## DESCRIPTION OF THE TASK
Go through the entries below and retype them exactly, omitting each picture.

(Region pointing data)
------------------------------------------------------------------------
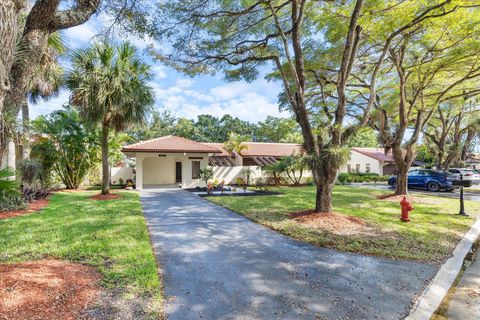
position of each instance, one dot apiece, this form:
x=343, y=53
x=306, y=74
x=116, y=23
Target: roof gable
x=171, y=144
x=376, y=153
x=263, y=149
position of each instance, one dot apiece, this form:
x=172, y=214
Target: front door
x=178, y=172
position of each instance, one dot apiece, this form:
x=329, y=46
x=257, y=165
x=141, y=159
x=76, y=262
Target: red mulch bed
x=32, y=207
x=105, y=196
x=333, y=222
x=71, y=190
x=46, y=289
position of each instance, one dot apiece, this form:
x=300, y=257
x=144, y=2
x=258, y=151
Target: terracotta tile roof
x=218, y=145
x=376, y=153
x=171, y=144
x=263, y=149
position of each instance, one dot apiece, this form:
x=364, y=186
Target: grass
x=432, y=234
x=110, y=235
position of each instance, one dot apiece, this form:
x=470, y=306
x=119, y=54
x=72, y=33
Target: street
x=471, y=196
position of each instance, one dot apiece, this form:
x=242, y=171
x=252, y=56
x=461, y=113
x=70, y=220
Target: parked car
x=427, y=179
x=468, y=174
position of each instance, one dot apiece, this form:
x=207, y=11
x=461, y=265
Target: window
x=195, y=169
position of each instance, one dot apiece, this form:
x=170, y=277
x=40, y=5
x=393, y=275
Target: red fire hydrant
x=406, y=208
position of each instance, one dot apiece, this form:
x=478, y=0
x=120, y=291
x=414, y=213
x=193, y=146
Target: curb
x=436, y=291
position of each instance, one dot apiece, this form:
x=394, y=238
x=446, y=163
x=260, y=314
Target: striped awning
x=215, y=161
x=263, y=161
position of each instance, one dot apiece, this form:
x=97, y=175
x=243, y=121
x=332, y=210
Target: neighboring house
x=176, y=161
x=473, y=161
x=370, y=160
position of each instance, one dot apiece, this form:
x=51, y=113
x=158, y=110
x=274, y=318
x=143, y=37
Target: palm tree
x=44, y=84
x=109, y=86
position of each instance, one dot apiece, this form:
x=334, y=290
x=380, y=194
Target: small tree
x=74, y=149
x=294, y=166
x=275, y=170
x=235, y=143
x=30, y=171
x=206, y=174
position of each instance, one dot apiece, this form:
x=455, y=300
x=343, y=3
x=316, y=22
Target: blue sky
x=185, y=96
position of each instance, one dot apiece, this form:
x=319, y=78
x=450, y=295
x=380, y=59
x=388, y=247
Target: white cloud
x=248, y=101
x=158, y=71
x=79, y=36
x=184, y=82
x=46, y=107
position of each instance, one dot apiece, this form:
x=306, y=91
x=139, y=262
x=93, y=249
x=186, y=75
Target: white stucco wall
x=121, y=172
x=151, y=169
x=9, y=158
x=361, y=159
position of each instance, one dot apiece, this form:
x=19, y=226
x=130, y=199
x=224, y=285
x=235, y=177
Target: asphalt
x=465, y=301
x=216, y=264
x=470, y=196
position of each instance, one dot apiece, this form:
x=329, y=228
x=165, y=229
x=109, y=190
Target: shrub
x=205, y=174
x=10, y=198
x=8, y=186
x=309, y=181
x=30, y=171
x=343, y=177
x=33, y=194
x=12, y=202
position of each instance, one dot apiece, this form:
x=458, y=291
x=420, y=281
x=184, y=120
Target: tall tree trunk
x=403, y=159
x=26, y=129
x=324, y=176
x=402, y=180
x=105, y=164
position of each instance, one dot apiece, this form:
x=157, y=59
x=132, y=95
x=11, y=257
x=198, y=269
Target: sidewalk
x=465, y=302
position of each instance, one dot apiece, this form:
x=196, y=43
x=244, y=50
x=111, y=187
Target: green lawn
x=110, y=235
x=431, y=235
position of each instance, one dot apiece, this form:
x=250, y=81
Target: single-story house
x=169, y=160
x=370, y=160
x=176, y=161
x=248, y=163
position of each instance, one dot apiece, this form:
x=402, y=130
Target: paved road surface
x=465, y=301
x=219, y=265
x=471, y=196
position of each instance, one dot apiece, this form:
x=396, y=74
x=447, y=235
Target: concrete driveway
x=219, y=265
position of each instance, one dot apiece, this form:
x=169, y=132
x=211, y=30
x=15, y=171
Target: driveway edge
x=436, y=291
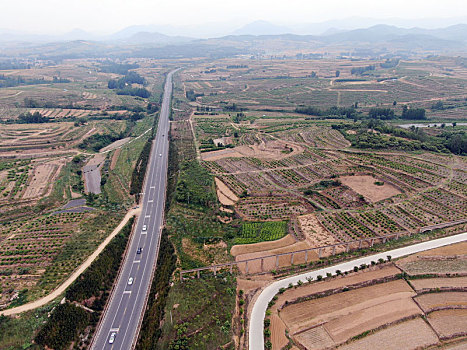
------------------------------------------------------------------------
## SOLUTION TO THIS PROBLEM
position of each instance, one dot apiece, this form:
x=343, y=53
x=306, y=74
x=116, y=23
Target: roof gable
x=171, y=144
x=376, y=153
x=263, y=149
position of each instance, one dot apiece, this form:
x=172, y=214
Target: front door
x=178, y=172
position of each instance, one dot apiece, this form:
x=329, y=46
x=257, y=165
x=141, y=159
x=76, y=262
Target: red mulch bed
x=32, y=207
x=105, y=196
x=333, y=222
x=71, y=190
x=46, y=289
position of each instance, one dot apiece, this form:
x=300, y=257
x=144, y=2
x=258, y=151
Target: terracotta tile roof
x=218, y=145
x=376, y=153
x=171, y=144
x=263, y=149
position of each instance, one dot apiece, this form:
x=364, y=186
Target: grass
x=432, y=234
x=110, y=235
position of each instance, one dot apiece, this form:
x=470, y=306
x=119, y=54
x=72, y=33
Target: street
x=471, y=196
position of each instance, one dot apiece, this form:
x=242, y=171
x=252, y=56
x=461, y=113
x=70, y=220
Target: parked car
x=427, y=179
x=468, y=174
position of each instance, one dot apiece, this form:
x=207, y=11
x=461, y=265
Target: window
x=195, y=169
position of each instance, one dot apiece, this form:
x=170, y=277
x=40, y=5
x=393, y=275
Target: red fire hydrant
x=406, y=208
position of each instance, one dot apiece, this form:
x=478, y=0
x=120, y=291
x=414, y=213
x=193, y=146
Target: curb
x=436, y=291
position of each instance, one dot apiece, this form:
x=394, y=238
x=446, y=163
x=260, y=314
Target: striped awning
x=215, y=161
x=263, y=161
position of each instance, one dot apiece, this form:
x=97, y=175
x=243, y=121
x=332, y=210
Target: neighboring house
x=176, y=161
x=473, y=161
x=370, y=160
position of each instance, one dot apiece, this form:
x=51, y=113
x=158, y=110
x=274, y=318
x=143, y=37
Target: palm tree
x=44, y=84
x=109, y=86
position of each instance, one dot apiece, this form:
x=334, y=290
x=380, y=194
Target: small tree
x=74, y=149
x=294, y=166
x=275, y=170
x=235, y=143
x=30, y=171
x=206, y=174
position of each instance, one dot apiece, this form:
x=455, y=300
x=343, y=3
x=316, y=22
Target: blue sky
x=185, y=96
position of each instance, one dot apiece, this form:
x=319, y=78
x=450, y=295
x=380, y=59
x=388, y=247
Target: white cloud
x=248, y=101
x=158, y=71
x=79, y=36
x=184, y=82
x=46, y=107
position of each instance, one dot apiece, this form:
x=306, y=91
x=139, y=262
x=93, y=249
x=186, y=75
Target: white stucco wall
x=121, y=172
x=151, y=169
x=9, y=158
x=361, y=159
position of each instance, one dot apiece, this form:
x=19, y=226
x=130, y=199
x=224, y=285
x=235, y=177
Target: asphalt
x=465, y=301
x=216, y=264
x=470, y=196
position of each instance, one dot apiece, this form:
x=329, y=228
x=165, y=229
x=109, y=190
Target: shrub
x=205, y=174
x=10, y=198
x=8, y=186
x=309, y=181
x=30, y=171
x=343, y=177
x=33, y=194
x=12, y=202
position of each instance, one dot apiece, this form:
x=458, y=291
x=420, y=281
x=184, y=120
Target: tall tree trunk
x=403, y=159
x=26, y=129
x=324, y=176
x=402, y=180
x=105, y=164
position of each instance, one dot apiece, this form:
x=157, y=59
x=132, y=95
x=11, y=257
x=198, y=269
Target: sidewalk
x=465, y=302
position of each instance, one dot apiece, this form:
x=196, y=43
x=244, y=50
x=111, y=187
Target: green lawn
x=110, y=235
x=431, y=235
position of each instance, one dot apiece, this form:
x=250, y=81
Target: single-story house
x=169, y=160
x=370, y=160
x=176, y=161
x=248, y=163
position of each instance, one dot apiece, this form:
x=402, y=130
Target: paved road surface
x=465, y=301
x=219, y=265
x=471, y=196
position of each instance, one dot apiece, this form:
x=396, y=74
x=447, y=235
Target: concrete driveway
x=219, y=265
position of each instance, one dot apiece, this form:
x=169, y=132
x=211, y=30
x=15, y=171
Target: driveway edge
x=436, y=291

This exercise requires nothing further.